Exercise objective:
Restate word for word the lines from the one containing "form: [872, 268]." through the end of the listing below, with both ends included.

Data to use:
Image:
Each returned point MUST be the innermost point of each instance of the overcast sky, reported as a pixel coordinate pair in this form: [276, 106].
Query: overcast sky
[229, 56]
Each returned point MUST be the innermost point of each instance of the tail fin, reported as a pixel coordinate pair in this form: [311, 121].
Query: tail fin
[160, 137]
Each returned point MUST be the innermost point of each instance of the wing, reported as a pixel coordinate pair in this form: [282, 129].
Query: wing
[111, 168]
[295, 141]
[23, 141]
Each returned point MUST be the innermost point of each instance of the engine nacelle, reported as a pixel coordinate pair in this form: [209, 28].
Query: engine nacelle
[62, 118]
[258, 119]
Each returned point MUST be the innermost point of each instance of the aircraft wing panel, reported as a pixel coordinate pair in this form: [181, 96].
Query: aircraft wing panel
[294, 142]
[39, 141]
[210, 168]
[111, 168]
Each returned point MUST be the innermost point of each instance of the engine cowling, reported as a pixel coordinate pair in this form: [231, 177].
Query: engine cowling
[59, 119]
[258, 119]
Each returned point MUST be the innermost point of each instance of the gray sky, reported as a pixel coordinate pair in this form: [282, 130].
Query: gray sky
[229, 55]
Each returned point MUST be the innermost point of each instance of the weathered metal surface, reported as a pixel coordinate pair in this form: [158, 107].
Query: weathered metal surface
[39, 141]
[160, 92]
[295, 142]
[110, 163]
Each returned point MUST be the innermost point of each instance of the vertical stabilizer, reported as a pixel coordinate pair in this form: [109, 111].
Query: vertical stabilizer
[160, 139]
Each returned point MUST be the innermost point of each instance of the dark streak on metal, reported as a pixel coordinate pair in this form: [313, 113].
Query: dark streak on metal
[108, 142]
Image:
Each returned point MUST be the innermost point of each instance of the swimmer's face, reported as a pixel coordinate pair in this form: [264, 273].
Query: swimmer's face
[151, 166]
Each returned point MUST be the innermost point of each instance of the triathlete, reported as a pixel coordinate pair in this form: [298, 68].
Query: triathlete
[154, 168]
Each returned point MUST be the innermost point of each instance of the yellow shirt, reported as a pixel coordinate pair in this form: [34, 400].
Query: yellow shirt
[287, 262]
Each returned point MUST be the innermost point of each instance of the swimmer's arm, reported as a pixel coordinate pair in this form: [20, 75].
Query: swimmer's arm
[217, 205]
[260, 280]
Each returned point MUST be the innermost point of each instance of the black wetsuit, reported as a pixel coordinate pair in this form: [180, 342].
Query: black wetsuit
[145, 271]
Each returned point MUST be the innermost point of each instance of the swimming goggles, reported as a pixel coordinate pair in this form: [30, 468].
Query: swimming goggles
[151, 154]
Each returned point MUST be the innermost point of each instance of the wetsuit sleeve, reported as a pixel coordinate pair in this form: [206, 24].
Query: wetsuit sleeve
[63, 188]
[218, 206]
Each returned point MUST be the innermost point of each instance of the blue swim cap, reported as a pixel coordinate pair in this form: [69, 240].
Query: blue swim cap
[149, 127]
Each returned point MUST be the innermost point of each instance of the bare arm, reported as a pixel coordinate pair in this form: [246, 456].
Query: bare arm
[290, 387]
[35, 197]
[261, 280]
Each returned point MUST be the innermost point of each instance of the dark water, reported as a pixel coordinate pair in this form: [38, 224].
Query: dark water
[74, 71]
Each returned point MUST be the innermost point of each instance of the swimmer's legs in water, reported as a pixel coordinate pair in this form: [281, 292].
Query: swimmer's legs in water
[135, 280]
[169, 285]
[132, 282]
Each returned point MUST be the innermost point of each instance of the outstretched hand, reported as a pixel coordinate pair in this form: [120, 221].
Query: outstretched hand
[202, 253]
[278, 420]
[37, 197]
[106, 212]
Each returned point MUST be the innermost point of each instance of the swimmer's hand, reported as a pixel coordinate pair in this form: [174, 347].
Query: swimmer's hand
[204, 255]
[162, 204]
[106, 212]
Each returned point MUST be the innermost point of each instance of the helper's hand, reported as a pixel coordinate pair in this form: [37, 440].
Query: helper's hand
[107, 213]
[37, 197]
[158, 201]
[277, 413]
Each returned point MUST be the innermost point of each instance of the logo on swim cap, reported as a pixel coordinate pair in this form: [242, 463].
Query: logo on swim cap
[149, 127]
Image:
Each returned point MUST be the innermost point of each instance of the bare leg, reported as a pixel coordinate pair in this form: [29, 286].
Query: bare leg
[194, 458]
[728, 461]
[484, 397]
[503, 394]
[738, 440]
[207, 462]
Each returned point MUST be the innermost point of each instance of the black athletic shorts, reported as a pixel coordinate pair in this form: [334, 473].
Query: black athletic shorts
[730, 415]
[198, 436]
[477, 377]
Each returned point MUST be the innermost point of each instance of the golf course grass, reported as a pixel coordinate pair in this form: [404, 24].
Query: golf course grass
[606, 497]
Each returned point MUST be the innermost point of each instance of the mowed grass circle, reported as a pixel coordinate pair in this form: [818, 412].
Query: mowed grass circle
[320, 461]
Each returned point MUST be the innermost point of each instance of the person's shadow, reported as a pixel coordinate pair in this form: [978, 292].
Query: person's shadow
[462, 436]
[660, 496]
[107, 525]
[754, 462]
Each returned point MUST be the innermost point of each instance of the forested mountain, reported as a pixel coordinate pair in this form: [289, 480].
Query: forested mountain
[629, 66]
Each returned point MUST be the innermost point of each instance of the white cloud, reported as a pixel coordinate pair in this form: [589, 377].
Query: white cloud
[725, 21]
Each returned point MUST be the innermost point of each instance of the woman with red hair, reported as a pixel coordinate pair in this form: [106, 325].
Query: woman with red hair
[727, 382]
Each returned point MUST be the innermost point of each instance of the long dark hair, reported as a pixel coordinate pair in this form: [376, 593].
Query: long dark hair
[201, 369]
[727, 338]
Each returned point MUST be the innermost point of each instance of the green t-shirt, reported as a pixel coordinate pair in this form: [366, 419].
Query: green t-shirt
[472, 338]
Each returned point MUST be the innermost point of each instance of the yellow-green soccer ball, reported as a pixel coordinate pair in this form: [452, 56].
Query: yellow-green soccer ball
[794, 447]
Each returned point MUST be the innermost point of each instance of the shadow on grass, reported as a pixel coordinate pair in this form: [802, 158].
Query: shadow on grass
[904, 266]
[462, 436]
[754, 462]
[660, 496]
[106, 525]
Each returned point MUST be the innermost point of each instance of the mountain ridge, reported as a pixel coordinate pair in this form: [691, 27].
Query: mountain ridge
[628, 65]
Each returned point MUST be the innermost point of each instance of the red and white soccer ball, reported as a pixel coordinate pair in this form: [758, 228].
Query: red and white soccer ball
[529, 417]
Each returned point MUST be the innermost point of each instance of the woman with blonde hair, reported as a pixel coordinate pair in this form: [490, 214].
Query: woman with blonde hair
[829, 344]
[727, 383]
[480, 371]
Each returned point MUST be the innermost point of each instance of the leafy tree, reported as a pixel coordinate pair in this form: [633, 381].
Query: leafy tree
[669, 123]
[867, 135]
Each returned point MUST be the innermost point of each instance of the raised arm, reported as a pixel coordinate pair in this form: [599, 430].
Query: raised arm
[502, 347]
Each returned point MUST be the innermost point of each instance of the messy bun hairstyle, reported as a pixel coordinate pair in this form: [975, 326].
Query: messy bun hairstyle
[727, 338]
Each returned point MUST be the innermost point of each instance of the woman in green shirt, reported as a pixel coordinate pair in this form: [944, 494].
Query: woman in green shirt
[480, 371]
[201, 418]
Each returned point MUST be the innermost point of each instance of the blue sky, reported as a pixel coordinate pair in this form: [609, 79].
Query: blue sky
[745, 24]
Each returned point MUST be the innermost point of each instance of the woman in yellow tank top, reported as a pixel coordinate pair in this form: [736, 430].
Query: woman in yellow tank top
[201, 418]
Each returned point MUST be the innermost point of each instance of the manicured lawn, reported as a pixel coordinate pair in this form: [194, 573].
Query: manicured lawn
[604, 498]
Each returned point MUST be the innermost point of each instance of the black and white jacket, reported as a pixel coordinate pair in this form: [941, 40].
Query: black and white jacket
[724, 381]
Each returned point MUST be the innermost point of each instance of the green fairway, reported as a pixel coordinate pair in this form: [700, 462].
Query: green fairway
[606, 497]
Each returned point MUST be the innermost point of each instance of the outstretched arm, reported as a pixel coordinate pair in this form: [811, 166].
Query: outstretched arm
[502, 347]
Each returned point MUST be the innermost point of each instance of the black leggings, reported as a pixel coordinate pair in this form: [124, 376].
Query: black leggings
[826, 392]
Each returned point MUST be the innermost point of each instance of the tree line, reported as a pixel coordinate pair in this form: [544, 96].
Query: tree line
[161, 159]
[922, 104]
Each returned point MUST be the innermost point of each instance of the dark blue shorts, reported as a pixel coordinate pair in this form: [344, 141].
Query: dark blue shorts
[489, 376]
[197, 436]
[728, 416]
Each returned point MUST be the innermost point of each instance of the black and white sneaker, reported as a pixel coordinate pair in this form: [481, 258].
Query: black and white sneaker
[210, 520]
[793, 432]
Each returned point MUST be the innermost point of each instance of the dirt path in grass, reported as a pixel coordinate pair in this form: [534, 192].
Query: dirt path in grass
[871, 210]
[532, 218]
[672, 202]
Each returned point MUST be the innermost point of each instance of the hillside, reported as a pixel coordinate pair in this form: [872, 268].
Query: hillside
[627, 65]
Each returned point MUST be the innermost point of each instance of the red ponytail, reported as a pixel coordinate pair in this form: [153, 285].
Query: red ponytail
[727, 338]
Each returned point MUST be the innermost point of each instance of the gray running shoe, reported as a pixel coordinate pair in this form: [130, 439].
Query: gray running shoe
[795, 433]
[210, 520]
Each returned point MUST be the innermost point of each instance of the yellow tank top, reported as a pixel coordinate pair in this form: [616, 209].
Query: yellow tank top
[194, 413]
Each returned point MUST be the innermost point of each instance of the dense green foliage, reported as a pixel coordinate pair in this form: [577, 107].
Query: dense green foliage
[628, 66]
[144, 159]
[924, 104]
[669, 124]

Solved exercise:
Each returned point MUST be the innermost point of each instance of the hillside, reported as a pixel coordinate pair in this form: [872, 268].
Query: hillside
[627, 65]
Each returned point MUST be the innermost point of each instance of the red ponytail, reported as a pixel coordinate pair in this form: [153, 285].
Query: red ponytail
[727, 338]
Each returned point MUST be the innermost point of each instance of the gray running shoe, reported as a pixel coordinate pair in this form: [130, 439].
Query: gray running shoe
[795, 433]
[210, 520]
Each returned point MUST be the innermost point of each instance of the yellow tank top, reported as a pixel coordinate pair in this form: [616, 209].
Query: yellow tank top
[194, 413]
Each returned point MUST be the innermost point of each instance of the dense green foliage, reported as a pixel coordinate pair in this form: [577, 107].
Query: dense green foliage
[628, 66]
[144, 159]
[924, 104]
[669, 124]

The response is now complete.